[Data listing]
- - -

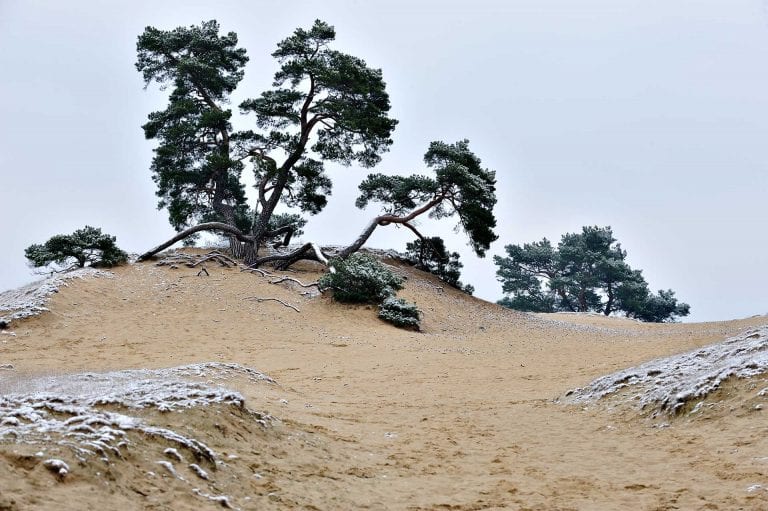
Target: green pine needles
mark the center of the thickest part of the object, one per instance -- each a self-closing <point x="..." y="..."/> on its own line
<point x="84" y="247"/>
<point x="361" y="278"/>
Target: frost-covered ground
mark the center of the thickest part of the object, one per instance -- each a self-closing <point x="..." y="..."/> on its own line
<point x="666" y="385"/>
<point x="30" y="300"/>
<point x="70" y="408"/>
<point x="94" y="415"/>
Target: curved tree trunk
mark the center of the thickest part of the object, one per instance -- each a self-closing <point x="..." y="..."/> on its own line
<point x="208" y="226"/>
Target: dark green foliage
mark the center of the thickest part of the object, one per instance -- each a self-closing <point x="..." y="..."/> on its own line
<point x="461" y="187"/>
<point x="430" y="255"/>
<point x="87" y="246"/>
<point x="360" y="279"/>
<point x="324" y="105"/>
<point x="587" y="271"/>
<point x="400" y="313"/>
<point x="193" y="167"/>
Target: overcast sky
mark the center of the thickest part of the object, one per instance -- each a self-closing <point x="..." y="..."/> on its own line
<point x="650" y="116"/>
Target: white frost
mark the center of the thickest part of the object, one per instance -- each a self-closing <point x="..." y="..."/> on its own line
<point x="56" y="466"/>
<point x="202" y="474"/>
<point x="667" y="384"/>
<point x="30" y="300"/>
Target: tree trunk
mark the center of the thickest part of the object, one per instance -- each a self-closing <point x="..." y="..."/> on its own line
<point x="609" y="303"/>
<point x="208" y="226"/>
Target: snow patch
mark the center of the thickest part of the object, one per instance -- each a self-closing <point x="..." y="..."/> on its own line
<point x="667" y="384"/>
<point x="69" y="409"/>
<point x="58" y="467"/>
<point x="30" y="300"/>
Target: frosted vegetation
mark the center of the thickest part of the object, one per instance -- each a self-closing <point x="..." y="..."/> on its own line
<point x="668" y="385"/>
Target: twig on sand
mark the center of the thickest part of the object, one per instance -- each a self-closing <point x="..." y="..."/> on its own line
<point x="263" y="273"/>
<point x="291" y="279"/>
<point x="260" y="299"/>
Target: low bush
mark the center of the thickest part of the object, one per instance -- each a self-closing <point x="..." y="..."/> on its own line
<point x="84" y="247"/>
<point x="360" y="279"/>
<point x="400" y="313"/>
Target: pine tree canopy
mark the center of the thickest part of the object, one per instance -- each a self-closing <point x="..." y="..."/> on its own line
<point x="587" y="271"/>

- - -

WHAT YOU WILL DO: The required output is the span of lines from the one containing "Target: dark green foliage" to the last line, reproduced character for character.

CORRECT RESPONSE:
Target: dark green foliage
mark the center of the thickest part of the object, one per instance -- each a self-closing <point x="..." y="..."/> on its own line
<point x="461" y="187"/>
<point x="430" y="255"/>
<point x="87" y="246"/>
<point x="360" y="279"/>
<point x="324" y="105"/>
<point x="587" y="271"/>
<point x="400" y="313"/>
<point x="193" y="167"/>
Target: overcast sky
mark the center of the thickest part of the object, one per instance -- each a self-closing <point x="..." y="..."/> on its own line
<point x="650" y="116"/>
Target: white frost
mark the center of the thickest part of the object, one per instance -- each a self-closing <point x="..." y="..."/> on its own line
<point x="56" y="466"/>
<point x="202" y="474"/>
<point x="667" y="384"/>
<point x="30" y="300"/>
Target: tree trunk
mark the center of the thickest part of the object, one per instance -- each a self-closing <point x="..." y="..."/> on its own line
<point x="609" y="303"/>
<point x="208" y="226"/>
Target: snow patch
mark the center of the thickest part of the object, one per instance -- each a self-closing <point x="..." y="..."/> on its own line
<point x="667" y="384"/>
<point x="69" y="409"/>
<point x="58" y="467"/>
<point x="30" y="300"/>
Target: frosted vegetation
mark the center of the thickest part of the object, one per instance -- each a self-closing <point x="..." y="..."/> on its own line
<point x="668" y="385"/>
Target: twig on sand
mark the center of the thickest part of the object, one per instance -- each a self-closing <point x="..." y="..."/> on its own line
<point x="263" y="273"/>
<point x="291" y="279"/>
<point x="260" y="299"/>
Target: low bush
mark the center of the thickest part of the object, one per instance -- each a self-closing <point x="..." y="..."/> on its own line
<point x="84" y="247"/>
<point x="360" y="279"/>
<point x="400" y="313"/>
Target: pine tree canopy
mark the center of the thickest part of the object, one per instance -- each a self-closing <point x="..." y="..."/> on its own line
<point x="587" y="271"/>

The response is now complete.